* [Task requirements]
List all lines of the data containing the word "ship".

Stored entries
-=-=-

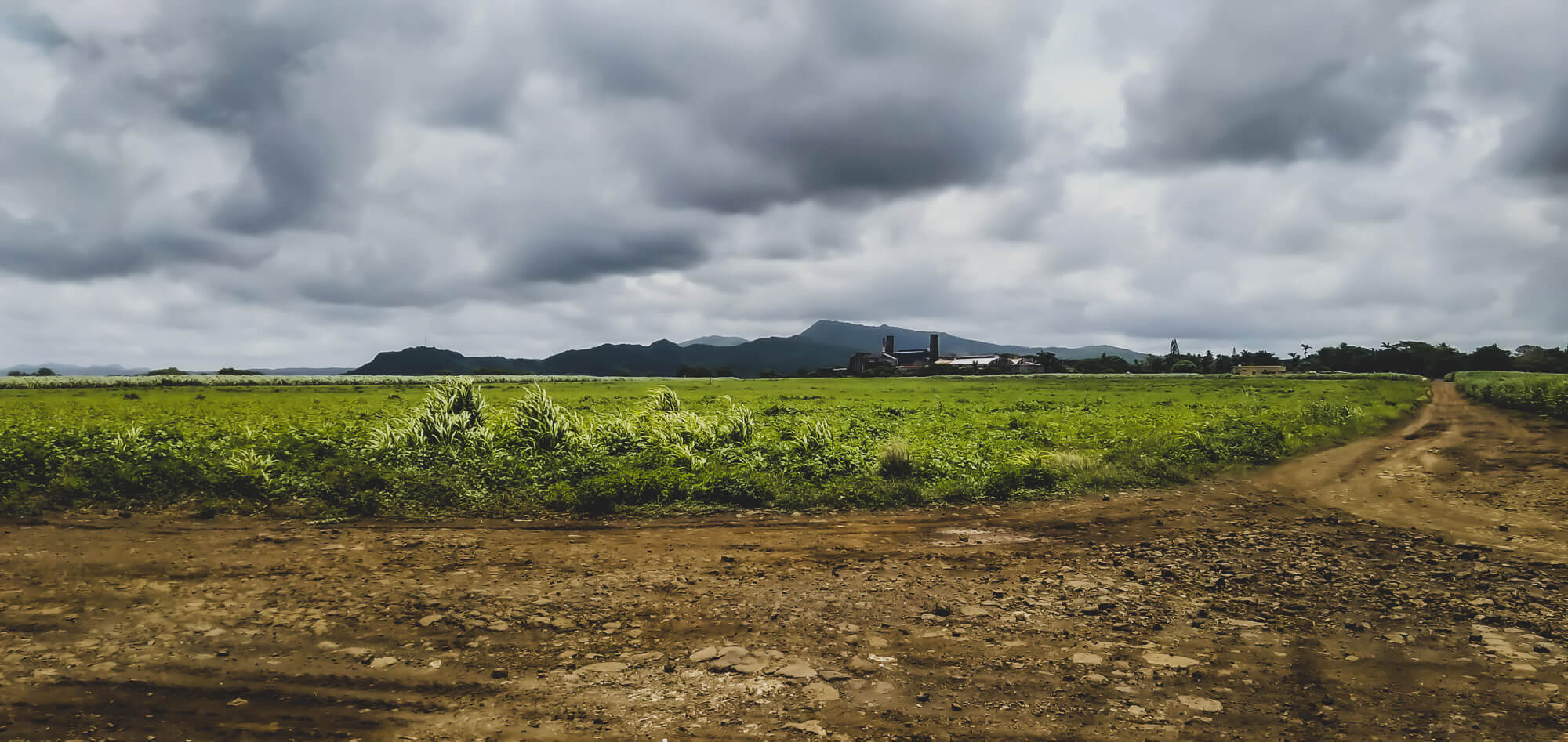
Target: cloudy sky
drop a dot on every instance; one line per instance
(296, 182)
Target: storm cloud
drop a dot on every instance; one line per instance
(307, 183)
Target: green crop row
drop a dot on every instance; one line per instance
(612, 447)
(1539, 393)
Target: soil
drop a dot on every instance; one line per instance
(1407, 586)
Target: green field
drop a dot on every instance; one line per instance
(603, 447)
(1539, 393)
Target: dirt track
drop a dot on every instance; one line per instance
(1407, 586)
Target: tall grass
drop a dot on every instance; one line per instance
(1539, 393)
(615, 447)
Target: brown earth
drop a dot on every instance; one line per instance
(1407, 586)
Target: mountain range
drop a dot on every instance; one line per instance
(826, 343)
(118, 370)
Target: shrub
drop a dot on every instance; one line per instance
(895, 462)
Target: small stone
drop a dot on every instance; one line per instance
(808, 727)
(797, 671)
(1169, 660)
(1199, 704)
(1243, 624)
(750, 666)
(863, 666)
(644, 657)
(822, 693)
(604, 668)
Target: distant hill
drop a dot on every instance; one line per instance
(302, 371)
(716, 342)
(826, 343)
(426, 360)
(865, 337)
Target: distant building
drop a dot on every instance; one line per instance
(975, 362)
(1258, 370)
(890, 357)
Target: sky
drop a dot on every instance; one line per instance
(294, 182)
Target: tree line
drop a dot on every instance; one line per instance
(1404, 357)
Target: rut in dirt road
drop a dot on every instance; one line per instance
(1462, 470)
(1365, 592)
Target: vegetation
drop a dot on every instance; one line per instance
(1539, 393)
(604, 447)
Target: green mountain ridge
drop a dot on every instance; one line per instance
(824, 345)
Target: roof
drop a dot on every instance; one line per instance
(971, 360)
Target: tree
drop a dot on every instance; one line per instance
(1490, 359)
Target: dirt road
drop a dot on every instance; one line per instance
(1409, 586)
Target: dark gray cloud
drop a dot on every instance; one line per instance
(1537, 144)
(779, 102)
(1279, 81)
(589, 252)
(529, 176)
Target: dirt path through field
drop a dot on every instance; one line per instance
(1367, 592)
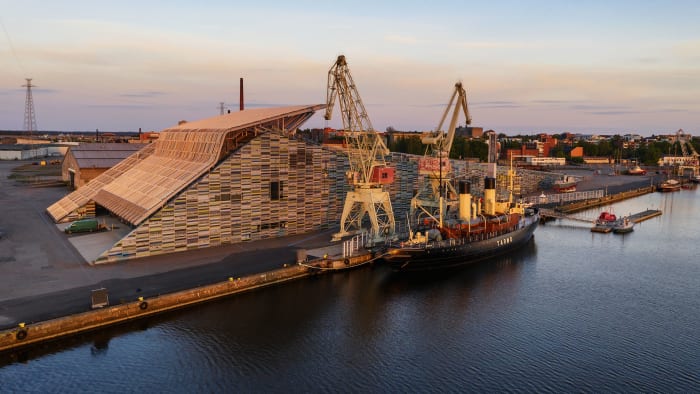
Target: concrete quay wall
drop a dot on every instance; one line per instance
(114, 314)
(580, 206)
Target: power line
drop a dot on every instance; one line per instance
(29, 114)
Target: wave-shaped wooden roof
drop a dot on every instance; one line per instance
(145, 181)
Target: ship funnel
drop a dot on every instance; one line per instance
(490, 195)
(465, 201)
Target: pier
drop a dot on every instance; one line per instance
(29, 334)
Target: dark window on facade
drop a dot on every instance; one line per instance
(276, 190)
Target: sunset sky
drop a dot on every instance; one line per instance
(528, 66)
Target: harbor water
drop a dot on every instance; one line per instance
(574, 311)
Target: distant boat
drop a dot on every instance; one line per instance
(637, 170)
(669, 185)
(565, 184)
(624, 225)
(605, 223)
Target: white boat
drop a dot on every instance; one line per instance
(624, 225)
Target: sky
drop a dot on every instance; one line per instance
(594, 67)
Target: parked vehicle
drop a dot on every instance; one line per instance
(83, 226)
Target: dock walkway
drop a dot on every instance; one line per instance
(646, 215)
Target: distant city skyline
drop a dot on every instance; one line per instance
(595, 68)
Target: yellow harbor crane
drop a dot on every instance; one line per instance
(437, 192)
(691, 160)
(366, 153)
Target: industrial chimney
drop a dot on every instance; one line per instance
(241, 98)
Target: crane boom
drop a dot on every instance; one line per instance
(366, 154)
(437, 193)
(439, 140)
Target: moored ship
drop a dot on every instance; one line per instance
(476, 234)
(566, 184)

-=-=-

* [Exercise output]
Target: ship funnel
Target: moored ship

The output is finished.